* _Aim A_: Reproduce word for word the passage of the cross-border shopping article that opens with the words containing "Customers can cope" and closes with "it matters most.".

Lately, there’s been a lot that frustrates online shoppers, especially those waiting for parcels arriving from overseas. For example, this past peak season brought unprecedented challenges: tariff-induced customs backlogs and supply chain delays, alongside the usual sky-high level of customer expectations. To state the obvious, online shoppers have much to complain about. According to the latest researchfrom Asendia, 40% of shoppers cite customs as a major friction point. Meanwhile, returns remain problematic in cross-border transactions, with 16% of retailers globally refusing to accept international returns altogether.
Here's what most retailers miss: it's not the delay that loses the customer. It's the silence. It’s the discourteous, fumbled response when things go wrong. It’s the lack of reassurance when things aren’t going as planned.
The Real CX Battleground
US retailers and overseas retailers with American customers faced a unique convergence of pressures this peak season. Tariffs created customs gridlock, rippling through the entire supply chain. Would-be stock and e-commerce parcels sat in warehouses, awaiting clearance. Shoppers accustomed to three-day delivery suddenly wait two weeks! There was a genuine risk that holiday gifts wouldn’t make it to friends and family on time.
The temptation is to treat this purely as a logistics problem, only thinking internally about processes and systems. But truly, it's a customer experience problem. Recent research reveals where the pain lives. That 40% citing customs confusion? They're confused because nobody explained what to expect. The 16% of retailers refusing international returns altogether? That leaves customers stranded.
Customers can cope with delays. They should not be expected to be neglected and left in the dark. Many of the frustrations around cross-border shipping come from unclear customs procedures and unexpected paperwork.
So how can you help your customers? What’s clear is that the retailers who master this now will own a competitive advantage that lasts all year long.
Carriers are doing their part to find solutions, with some now offering Delivery Duty Paid (DDP) options that handle all customs formalities and prepay duties in advance for US deliveries, simplifying clearance and reducing friction for shoppers. These thoughtful fixes show customers that someone is looking out for them when it matters most.

* _Dataset extract_:
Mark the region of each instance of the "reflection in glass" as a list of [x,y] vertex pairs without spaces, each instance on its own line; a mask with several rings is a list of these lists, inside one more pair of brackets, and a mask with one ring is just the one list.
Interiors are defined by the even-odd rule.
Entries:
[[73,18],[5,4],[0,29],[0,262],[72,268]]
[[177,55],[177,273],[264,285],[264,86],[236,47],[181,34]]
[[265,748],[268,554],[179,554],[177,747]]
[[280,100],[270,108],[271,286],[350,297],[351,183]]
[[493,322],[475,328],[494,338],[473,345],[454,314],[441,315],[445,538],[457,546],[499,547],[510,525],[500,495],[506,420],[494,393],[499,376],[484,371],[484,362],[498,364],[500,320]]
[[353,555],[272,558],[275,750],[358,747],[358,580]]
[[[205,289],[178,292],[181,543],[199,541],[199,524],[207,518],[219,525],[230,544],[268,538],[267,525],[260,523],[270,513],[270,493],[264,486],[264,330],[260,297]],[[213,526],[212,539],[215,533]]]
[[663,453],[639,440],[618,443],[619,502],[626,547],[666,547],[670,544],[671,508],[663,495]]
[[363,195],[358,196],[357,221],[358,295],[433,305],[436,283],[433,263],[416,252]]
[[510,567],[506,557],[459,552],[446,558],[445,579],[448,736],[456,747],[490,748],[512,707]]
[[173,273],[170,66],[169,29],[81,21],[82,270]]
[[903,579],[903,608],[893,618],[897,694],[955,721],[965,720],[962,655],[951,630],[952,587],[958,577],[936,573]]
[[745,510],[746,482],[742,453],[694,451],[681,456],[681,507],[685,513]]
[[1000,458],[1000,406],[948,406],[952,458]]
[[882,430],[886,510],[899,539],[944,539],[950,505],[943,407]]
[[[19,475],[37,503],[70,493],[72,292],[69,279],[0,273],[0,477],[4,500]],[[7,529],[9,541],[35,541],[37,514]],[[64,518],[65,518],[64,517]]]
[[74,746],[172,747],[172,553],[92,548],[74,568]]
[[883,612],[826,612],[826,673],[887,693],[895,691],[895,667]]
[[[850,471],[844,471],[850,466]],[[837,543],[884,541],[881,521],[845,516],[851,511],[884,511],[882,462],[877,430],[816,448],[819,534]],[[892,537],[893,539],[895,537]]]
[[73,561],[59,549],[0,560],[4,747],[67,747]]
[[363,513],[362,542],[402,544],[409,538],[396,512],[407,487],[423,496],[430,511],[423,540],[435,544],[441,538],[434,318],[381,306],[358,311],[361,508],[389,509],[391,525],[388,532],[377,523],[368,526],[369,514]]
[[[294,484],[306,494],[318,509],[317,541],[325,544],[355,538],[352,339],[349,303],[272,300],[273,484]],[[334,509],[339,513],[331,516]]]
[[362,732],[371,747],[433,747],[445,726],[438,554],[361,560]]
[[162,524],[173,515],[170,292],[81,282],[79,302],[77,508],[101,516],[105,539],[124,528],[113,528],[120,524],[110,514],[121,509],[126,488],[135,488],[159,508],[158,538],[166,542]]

* _Aim B_: Transcribe the listing exactly, from its opening line through the line containing "[[265,748],[268,554],[179,554],[177,747]]", including both of those lines.

* _Final answer A_:
Customers can cope with delays. They should not be expected to be neglected and left in the dark. Many of the frustrations around cross-border shipping come from unclear customs procedures and unexpected paperwork.
So how can you help your customers? What’s clear is that the retailers who master this now will own a competitive advantage that lasts all year long.
Carriers are doing their part to find solutions, with some now offering Delivery Duty Paid (DDP) options that handle all customs formalities and prepay duties in advance for US deliveries, simplifying clearance and reducing friction for shoppers. These thoughtful fixes show customers that someone is looking out for them when it matters most.

* _Final answer B_:
Mark the region of each instance of the "reflection in glass" as a list of [x,y] vertex pairs without spaces, each instance on its own line; a mask with several rings is a list of these lists, inside one more pair of brackets, and a mask with one ring is just the one list.
Interiors are defined by the even-odd rule.
Entries:
[[73,18],[5,4],[0,29],[0,262],[72,268]]
[[177,55],[177,273],[264,285],[264,86],[236,47],[181,34]]
[[265,748],[268,554],[179,554],[177,747]]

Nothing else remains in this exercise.